*** Source passage ***

Kuururjuaq Park plans move forward

New Nunavik park would ­prevent future mining in area


Nunavik’s next proposed provincial park, Kuururjuaq, is one of only a few places in the world where you may see black bears and polar bears, in the wild, on the same day.

The area won’t become Nunavik’s second provincial park for several years yet, but plans for Kuururjuaq’s development are moving ahead, with public hearings scheduled for March 14 and 15 in nearby Kangiqsualujjuaq.

Kuururjuaq’s boundaries touch the limits of the future Torngat National Park in northern Labrador and are framed by the Ungava Bay coast, encompassing 4,273 square kilometres.

This park includes the majestic Koroc (Kuururjuaq) River, which flows for 160-kilometres through a U-shaped valley, long used as a pathway for Inuit between northern Quebec and Labrador. Within the proposed park boundaries also lie the Torngat mountains, including Mount d’Iberville and the slightly smaller Nuuvugilaa, a natural, 1,466-metre tower of rock.

*** End of Source passage ***
*** Data extract ***

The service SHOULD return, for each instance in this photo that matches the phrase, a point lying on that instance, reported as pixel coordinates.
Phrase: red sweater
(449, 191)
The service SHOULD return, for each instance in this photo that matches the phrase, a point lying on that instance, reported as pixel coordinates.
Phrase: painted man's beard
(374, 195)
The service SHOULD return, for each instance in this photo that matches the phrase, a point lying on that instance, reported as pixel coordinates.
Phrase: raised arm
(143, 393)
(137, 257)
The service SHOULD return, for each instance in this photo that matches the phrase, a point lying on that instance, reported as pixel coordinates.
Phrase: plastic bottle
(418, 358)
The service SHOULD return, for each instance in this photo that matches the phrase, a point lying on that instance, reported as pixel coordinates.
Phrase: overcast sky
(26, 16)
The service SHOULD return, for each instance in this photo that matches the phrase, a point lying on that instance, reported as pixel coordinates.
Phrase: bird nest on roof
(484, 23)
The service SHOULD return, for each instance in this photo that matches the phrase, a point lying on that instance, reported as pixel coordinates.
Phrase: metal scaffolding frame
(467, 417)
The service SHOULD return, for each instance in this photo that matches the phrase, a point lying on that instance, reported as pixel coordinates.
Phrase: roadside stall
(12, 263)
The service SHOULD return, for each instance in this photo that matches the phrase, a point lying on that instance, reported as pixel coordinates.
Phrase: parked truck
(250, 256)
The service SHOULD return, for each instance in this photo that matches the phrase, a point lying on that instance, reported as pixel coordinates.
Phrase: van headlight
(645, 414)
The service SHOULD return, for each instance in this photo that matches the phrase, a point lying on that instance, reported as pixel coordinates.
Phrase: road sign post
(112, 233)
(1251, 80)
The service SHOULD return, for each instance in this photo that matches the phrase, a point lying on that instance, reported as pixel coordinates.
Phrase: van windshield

*** End of Data extract ***

- _Work item 1_:
Copy the Kuururjuaq park article word for word from "Nunavik’s next proposed" up to and including "4,273 square kilometres.".
- _Work item 2_:
According to the Kuururjuaq park article, what makes the area one of only a few places of its kind in the world? Answer in one to three sentences.

- _Exercise result 1_:
Nunavik’s next proposed provincial park, Kuururjuaq, is one of only a few places in the world where you may see black bears and polar bears, in the wild, on the same day.

The area won’t become Nunavik’s second provincial park for several years yet, but plans for Kuururjuaq’s development are moving ahead, with public hearings scheduled for March 14 and 15 in nearby Kangiqsualujjuaq.

Kuururjuaq’s boundaries touch the limits of the future Torngat National Park in northern Labrador and are framed by the Ungava Bay coast, encompassing 4,273 square kilometres.

- _Exercise result 2_:
It is one of only a few places in the world where you may see black bears and polar bears in the wild on the same day.